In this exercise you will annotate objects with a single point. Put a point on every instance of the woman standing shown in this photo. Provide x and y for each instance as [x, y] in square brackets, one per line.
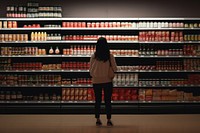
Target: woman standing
[100, 63]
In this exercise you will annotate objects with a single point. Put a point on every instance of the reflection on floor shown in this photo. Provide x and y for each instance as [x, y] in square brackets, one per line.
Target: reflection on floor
[86, 124]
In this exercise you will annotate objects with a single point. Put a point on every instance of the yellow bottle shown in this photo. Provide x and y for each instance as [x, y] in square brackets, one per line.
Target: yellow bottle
[45, 36]
[39, 36]
[42, 36]
[36, 36]
[32, 36]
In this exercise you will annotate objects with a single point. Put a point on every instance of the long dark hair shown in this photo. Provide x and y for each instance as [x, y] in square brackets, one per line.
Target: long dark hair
[102, 50]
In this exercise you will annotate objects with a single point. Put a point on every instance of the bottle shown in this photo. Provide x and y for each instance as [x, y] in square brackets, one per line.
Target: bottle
[51, 50]
[39, 36]
[36, 36]
[57, 51]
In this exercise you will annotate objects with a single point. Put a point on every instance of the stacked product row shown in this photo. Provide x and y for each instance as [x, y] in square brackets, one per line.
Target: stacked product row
[166, 95]
[33, 10]
[143, 36]
[191, 79]
[186, 64]
[87, 94]
[13, 24]
[83, 94]
[48, 79]
[187, 50]
[152, 49]
[19, 96]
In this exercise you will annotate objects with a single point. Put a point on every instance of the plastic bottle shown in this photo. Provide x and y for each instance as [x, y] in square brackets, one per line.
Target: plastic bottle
[51, 50]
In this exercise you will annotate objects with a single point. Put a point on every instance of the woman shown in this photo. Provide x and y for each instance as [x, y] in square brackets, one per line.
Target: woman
[100, 63]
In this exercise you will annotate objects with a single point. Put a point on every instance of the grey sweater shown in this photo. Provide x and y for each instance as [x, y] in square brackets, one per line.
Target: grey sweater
[99, 69]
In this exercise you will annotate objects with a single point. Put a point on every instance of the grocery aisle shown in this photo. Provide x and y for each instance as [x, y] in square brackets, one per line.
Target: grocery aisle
[86, 124]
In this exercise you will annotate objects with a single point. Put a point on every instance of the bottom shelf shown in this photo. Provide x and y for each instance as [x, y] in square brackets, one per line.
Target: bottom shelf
[134, 107]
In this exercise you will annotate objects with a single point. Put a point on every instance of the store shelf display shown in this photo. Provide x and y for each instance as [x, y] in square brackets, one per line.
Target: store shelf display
[158, 59]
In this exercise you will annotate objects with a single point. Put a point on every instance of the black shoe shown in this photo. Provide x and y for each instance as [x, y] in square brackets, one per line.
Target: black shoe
[109, 123]
[98, 123]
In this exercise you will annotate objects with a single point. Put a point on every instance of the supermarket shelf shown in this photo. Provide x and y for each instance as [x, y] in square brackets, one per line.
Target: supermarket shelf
[102, 101]
[156, 28]
[191, 41]
[32, 29]
[76, 56]
[155, 56]
[169, 102]
[98, 19]
[86, 102]
[120, 71]
[163, 42]
[58, 101]
[37, 86]
[31, 19]
[94, 41]
[13, 71]
[173, 71]
[17, 56]
[118, 56]
[125, 86]
[117, 28]
[29, 42]
[160, 86]
[28, 102]
[120, 28]
[85, 19]
[80, 85]
[90, 85]
[143, 19]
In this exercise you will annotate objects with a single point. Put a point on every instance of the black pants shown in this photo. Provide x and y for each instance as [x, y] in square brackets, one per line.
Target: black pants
[108, 88]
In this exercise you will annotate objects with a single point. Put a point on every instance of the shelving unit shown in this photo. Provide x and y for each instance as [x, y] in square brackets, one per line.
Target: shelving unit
[142, 104]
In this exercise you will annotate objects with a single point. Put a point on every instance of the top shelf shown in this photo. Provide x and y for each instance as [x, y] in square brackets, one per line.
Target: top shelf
[61, 28]
[95, 19]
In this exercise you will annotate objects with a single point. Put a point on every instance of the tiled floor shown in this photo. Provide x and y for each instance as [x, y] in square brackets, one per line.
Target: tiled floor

________

▶ Task objective
Go line by line through the data above and report each one that holds the string "tiled".

▶ Result
In this exercise you will annotate objects with a single point. Put a point on every instance of the tiled floor shown in this photo. Provide x and y for each instance as [x, y] in square brackets, one per line.
Target: tiled floor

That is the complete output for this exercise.